The entries below are to be transcribed in full, without their images.

╭─ DATASET RECORDS

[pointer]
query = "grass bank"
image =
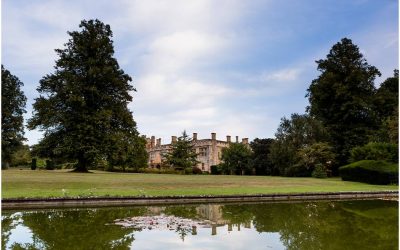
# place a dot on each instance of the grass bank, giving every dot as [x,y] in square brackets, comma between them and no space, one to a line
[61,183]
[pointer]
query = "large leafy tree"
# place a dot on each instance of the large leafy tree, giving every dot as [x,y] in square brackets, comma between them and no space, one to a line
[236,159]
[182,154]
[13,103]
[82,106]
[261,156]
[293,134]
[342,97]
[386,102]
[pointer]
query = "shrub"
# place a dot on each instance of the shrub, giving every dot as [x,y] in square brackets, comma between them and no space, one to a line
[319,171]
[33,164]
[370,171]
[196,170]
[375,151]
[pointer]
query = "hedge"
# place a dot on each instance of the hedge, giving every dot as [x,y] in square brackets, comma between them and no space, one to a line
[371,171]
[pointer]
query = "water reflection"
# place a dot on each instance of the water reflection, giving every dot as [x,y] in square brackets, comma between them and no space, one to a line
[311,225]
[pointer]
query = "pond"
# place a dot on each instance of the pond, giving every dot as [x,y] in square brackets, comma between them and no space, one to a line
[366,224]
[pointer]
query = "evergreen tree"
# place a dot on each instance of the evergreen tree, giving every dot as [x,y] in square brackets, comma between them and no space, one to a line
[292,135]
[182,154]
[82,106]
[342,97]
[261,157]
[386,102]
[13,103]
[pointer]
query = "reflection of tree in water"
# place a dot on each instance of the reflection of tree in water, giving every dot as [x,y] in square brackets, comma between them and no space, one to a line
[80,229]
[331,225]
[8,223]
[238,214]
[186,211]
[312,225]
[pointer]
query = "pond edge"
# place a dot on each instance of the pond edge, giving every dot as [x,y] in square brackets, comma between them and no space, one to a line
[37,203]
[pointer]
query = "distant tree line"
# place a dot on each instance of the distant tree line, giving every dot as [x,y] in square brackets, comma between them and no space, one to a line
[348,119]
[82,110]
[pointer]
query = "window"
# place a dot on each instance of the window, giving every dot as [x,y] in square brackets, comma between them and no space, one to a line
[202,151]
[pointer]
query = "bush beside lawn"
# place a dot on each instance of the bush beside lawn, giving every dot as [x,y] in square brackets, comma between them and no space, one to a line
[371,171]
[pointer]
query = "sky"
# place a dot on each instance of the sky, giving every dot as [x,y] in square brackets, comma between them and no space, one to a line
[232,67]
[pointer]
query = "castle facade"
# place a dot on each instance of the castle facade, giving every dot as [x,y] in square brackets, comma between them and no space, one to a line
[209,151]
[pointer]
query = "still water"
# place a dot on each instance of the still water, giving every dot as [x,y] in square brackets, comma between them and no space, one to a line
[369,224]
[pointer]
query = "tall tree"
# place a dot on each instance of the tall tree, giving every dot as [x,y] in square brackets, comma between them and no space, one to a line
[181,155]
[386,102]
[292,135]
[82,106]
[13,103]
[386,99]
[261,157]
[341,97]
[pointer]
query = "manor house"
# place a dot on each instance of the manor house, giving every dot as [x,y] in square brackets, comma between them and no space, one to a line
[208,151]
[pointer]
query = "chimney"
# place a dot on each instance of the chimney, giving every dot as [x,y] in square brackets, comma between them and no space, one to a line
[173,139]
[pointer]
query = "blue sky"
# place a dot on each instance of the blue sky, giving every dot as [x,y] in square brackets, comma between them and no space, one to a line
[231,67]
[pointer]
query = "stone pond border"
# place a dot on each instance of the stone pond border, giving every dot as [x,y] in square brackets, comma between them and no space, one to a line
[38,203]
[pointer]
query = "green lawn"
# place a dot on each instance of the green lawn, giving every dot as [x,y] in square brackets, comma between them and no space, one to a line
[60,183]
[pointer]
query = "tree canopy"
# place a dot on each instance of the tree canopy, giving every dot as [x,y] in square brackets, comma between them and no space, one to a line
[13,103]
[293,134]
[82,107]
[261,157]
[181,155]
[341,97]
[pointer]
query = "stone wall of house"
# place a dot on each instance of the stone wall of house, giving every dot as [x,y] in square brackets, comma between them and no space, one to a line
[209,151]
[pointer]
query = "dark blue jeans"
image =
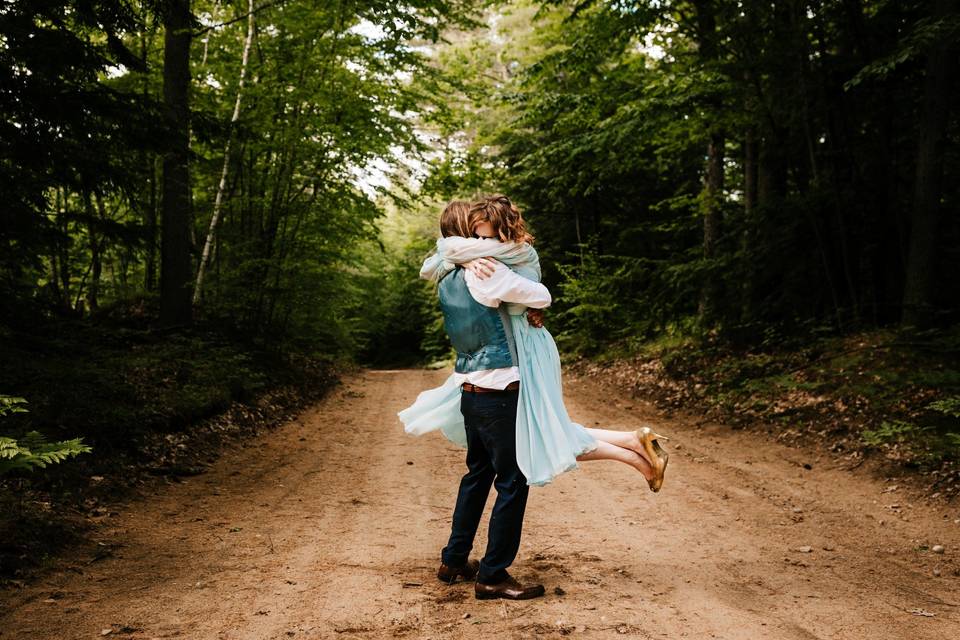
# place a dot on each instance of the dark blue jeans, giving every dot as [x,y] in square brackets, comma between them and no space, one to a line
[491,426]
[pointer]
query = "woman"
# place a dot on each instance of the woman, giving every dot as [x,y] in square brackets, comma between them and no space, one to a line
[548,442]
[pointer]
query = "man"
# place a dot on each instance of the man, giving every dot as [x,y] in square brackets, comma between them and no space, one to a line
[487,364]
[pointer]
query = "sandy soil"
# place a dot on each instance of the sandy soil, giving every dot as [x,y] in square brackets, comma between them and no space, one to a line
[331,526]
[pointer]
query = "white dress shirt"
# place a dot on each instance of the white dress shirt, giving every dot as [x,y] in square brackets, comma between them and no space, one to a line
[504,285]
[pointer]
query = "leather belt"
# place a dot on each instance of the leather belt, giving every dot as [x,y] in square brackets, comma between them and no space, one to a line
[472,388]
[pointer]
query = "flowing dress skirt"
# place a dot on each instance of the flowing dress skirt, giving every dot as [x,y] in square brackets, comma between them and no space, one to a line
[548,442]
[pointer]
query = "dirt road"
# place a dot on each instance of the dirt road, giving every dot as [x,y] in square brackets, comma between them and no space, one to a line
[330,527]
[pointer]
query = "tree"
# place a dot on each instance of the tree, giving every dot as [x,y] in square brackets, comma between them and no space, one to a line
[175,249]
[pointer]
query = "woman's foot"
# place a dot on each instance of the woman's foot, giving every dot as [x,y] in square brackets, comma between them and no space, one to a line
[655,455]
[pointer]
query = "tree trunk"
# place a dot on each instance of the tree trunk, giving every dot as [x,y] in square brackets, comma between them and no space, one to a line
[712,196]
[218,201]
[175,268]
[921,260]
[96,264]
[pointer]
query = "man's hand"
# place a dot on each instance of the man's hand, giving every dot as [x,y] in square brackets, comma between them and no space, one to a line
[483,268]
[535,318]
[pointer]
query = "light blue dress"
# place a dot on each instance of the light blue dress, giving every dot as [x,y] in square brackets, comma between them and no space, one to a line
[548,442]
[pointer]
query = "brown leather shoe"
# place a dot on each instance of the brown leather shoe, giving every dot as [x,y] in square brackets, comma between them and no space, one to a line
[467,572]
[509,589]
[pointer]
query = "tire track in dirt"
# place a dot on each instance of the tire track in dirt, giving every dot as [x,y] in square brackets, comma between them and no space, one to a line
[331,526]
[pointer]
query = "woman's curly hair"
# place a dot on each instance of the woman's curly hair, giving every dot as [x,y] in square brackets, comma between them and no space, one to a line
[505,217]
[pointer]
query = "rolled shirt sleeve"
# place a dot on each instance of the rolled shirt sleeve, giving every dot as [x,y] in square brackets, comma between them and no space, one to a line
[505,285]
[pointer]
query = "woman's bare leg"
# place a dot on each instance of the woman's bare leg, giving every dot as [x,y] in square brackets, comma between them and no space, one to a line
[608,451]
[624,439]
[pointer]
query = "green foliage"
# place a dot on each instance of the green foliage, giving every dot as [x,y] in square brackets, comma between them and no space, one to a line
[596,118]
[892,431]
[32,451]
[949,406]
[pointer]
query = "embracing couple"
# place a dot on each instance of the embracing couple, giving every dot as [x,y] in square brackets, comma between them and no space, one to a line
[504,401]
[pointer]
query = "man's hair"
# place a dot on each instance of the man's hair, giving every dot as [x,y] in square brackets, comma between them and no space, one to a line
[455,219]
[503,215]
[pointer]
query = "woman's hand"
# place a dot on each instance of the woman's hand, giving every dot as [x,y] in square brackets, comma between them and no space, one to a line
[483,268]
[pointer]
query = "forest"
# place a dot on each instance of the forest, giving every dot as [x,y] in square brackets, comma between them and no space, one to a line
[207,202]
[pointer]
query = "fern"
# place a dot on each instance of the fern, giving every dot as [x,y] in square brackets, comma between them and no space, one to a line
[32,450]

╰─

ANSWER FOR THIS EXERCISE:
[pointer]
query = "grass bank"
image =
# place a dot on each instance of the grass bank, giving every dot as [x,y] in square brackets, comma between them and no space, one to a line
[61,183]
[pointer]
query = "large leafy tree"
# place a dot on each instance of the large leafy tree, giving every dot as [x,y] in square brackets, comma between them and no space, one to a line
[236,159]
[182,154]
[13,103]
[82,106]
[261,156]
[293,134]
[342,97]
[386,102]
[pointer]
query = "shrub"
# place a dot on each instance of the shrub, giving every dot as [x,y] in square brackets, comma between them and no space, one to a line
[319,171]
[33,164]
[370,171]
[196,170]
[375,151]
[pointer]
query = "hedge"
# place a dot on each instance of the hedge, giving every dot as [x,y] in square brackets, comma between them and no space, one to a line
[371,171]
[pointer]
query = "water reflection"
# place a dot on each instance of the water reflection, giving every dot as [x,y] in square brackets, comma between them and no space, one to a line
[311,225]
[pointer]
query = "pond"
# place a dot on each instance of the pond, giving every dot as [x,y] in square brackets, comma between them and no space, one to a line
[366,224]
[pointer]
query = "evergreen tree"
# place a dot on each instance of the evergreen tree, giving every dot as [x,y] in square brackets, comma between them and no space, one to a line
[292,135]
[182,154]
[82,106]
[342,97]
[261,157]
[386,102]
[13,103]
[pointer]
query = "reflection of tree in water"
# place a dot on each instance of the reflection of tree in water, giving every dot as [x,y] in square brackets, comma between them and no space, one to a line
[80,229]
[331,225]
[8,223]
[238,214]
[186,211]
[312,225]
[pointer]
query = "pond edge"
# place a dot on each instance of the pond edge, giving every dot as [x,y] in square brackets, comma between them and no space, one to a line
[37,203]
[pointer]
query = "distant tree line"
# place a dot on each instance of the distant tree line, giving every dot as [x,y] in square brackets, comma between them and no space, one to a line
[348,119]
[82,110]
[pointer]
query = "window"
# place a dot on each instance of the window, giving every dot as [x,y] in square brackets, comma between them and no space, one to a line
[202,151]
[pointer]
query = "bush beside lawn"
# place a dot on each instance of the bush beside lawn, giving every dot as [x,y] in square brackets, comma between them and no space, one to a line
[371,171]
[pointer]
query = "sky"
# place a dot on each instance of the sky, giving every dot as [x,y] in square brackets, comma between them and no space, one to a line
[232,67]
[pointer]
query = "castle facade"
# place a dot on each instance of the castle facade, giving every dot as [x,y] in square brackets, comma between them and no space, one to a line
[209,151]
[pointer]
query = "still water"
# place a dot on each instance of the still water, giving every dot as [x,y] in square brackets, comma between them and no space, one to a line
[369,224]
[pointer]
query = "tall tree"
# place a dot on each instance of the tall tree, giving every dot as [x,y] in square brackets, comma between them and no space, one to a line
[181,155]
[386,102]
[292,135]
[82,106]
[13,103]
[386,99]
[261,157]
[341,97]
[pointer]
query = "manor house"
# place a dot on each instance of the manor house, giving every dot as [x,y] in square brackets, comma between them and no space, one to a line
[208,151]
[pointer]
query = "chimney"
# place a dot on each instance of the chimney, giving every dot as [x,y] in square brackets, comma between them and no space, one to a line
[173,139]
[pointer]
query = "blue sky"
# place a dot on each instance of the blue sky, giving every dot as [x,y] in square brackets, comma between them and no space, one to a line
[231,67]
[pointer]
query = "stone pond border"
# place a dot on each instance of the stone pond border, giving every dot as [x,y] in square brackets, comma between them and no space, one to a line
[38,203]
[pointer]
query = "green lawn"
# place a dot on each instance of the green lawn, giving every dot as [x,y] in square brackets, comma between them and no space, one to a line
[60,183]
[pointer]
query = "tree canopy"
# place a dot on each instance of the tree canopy, giving every dot as [x,y] in square brackets, comma between them and no space, one to a line
[13,103]
[293,134]
[82,107]
[261,157]
[181,155]
[341,97]
[pointer]
query = "stone wall of house"
# place a dot on each instance of the stone wall of house, giving every dot as [x,y] in square brackets, comma between them and no space, one to a line
[209,151]
[pointer]
query = "dark blue jeans"
image =
# place a dot on each instance of the dark blue jeans, giving every dot as [x,y] in square brackets, comma between them and no space, one to a line
[491,426]
[pointer]
query = "woman"
# place a dot on each instance of the woman, giving every dot as [x,y] in square brackets, comma between them and no space, one to a line
[548,442]
[pointer]
query = "man"
# place a dot on each instance of the man, giving every dot as [x,y] in square brackets, comma between them and no space, one to a line
[487,364]
[pointer]
query = "sandy soil"
# place a dot on each instance of the sandy soil, giving every dot as [x,y] in square brackets, comma between them and no space, one to a line
[331,526]
[pointer]
query = "white dress shirt"
# place a dot on each instance of the white dress shirt, giving every dot as [x,y] in square brackets, comma between them and no space, one to a line
[504,285]
[pointer]
query = "leather belt"
# place a dot on each instance of the leather belt, giving every dot as [x,y] in square brackets, comma between them and no space, one to a line
[472,388]
[pointer]
query = "flowing dress skirt"
# place a dot on each instance of the flowing dress skirt, giving every dot as [x,y] in square brackets, comma between them and no space, one to a line
[548,442]
[pointer]
query = "dirt road"
# place a dot on each instance of the dirt road, giving every dot as [x,y] in square brackets, comma between them and no space, one to a line
[330,527]
[pointer]
query = "tree"
# place a dot on each instance of the tree, giving every dot as [x,y] in square brackets, comma between them and no space, one to a line
[175,249]
[pointer]
query = "woman's foot"
# place a dot on each instance of the woman's foot, giving every dot as [x,y] in square brackets, comma between them and no space, one to a line
[655,455]
[pointer]
query = "tree trunk"
# place a dot on each instance of the tree trunk, giving every dot as [x,y] in square brackets, comma between them and no space, one to a line
[712,196]
[218,201]
[175,268]
[921,260]
[96,264]
[pointer]
query = "man's hand"
# place a dot on each instance of the man's hand, giving every dot as [x,y] in square brackets, comma between them and no space, one to a line
[483,268]
[535,318]
[pointer]
query = "light blue dress"
# place a dot on each instance of the light blue dress, giving every dot as [x,y] in square brackets, comma between them and no space, one to a line
[548,442]
[pointer]
query = "brown leather shoe"
# place a dot on each instance of the brown leather shoe, giving every dot as [x,y] in square brackets, comma between them and no space, one to a line
[467,572]
[509,589]
[pointer]
query = "tire track in dirt"
# place a dot on each instance of the tire track in dirt, giving every dot as [x,y] in square brackets, comma between them and no space, one to a line
[331,526]
[pointer]
query = "woman's curly hair"
# place a dot on each instance of the woman's curly hair, giving every dot as [x,y] in square brackets, comma between them and no space, one to a line
[505,217]
[pointer]
query = "rolled shirt sleeve"
# place a dot on each instance of the rolled shirt sleeve, giving every dot as [x,y] in square brackets, comma between them and no space, one to a line
[505,285]
[pointer]
query = "woman's bare leg"
# place a dot on each instance of the woman's bare leg, giving every dot as [x,y] in square brackets, comma between them and no space, one to a line
[608,451]
[624,439]
[pointer]
query = "green foliage"
# place a dot on each instance of the green foliage, giving every dot as [x,y] in square brackets, comma between them and no space, one to a line
[596,118]
[892,431]
[32,451]
[949,406]
[pointer]
query = "embracing couple"
# place a dot on each instance of the embracing couple, giving every dot as [x,y] in square brackets, comma between them and no space, one to a line
[504,401]
[pointer]
query = "man's hair"
# place a dot on each instance of the man's hair, giving every dot as [x,y] in square brackets, comma between them and no space, one to a line
[455,219]
[503,215]
[pointer]
query = "woman's hand"
# place a dot on each instance of the woman's hand, giving every dot as [x,y] in square brackets, comma between them and no space, one to a line
[483,268]
[pointer]
query = "forest"
# place a dot on each instance of the forest, giving every dot as [x,y] in square brackets, comma between them and no space, one to a line
[207,202]
[pointer]
query = "fern"
# place a dot on each instance of the fern, giving every dot as [x,y] in square brackets, comma between them and no space, one to a line
[32,450]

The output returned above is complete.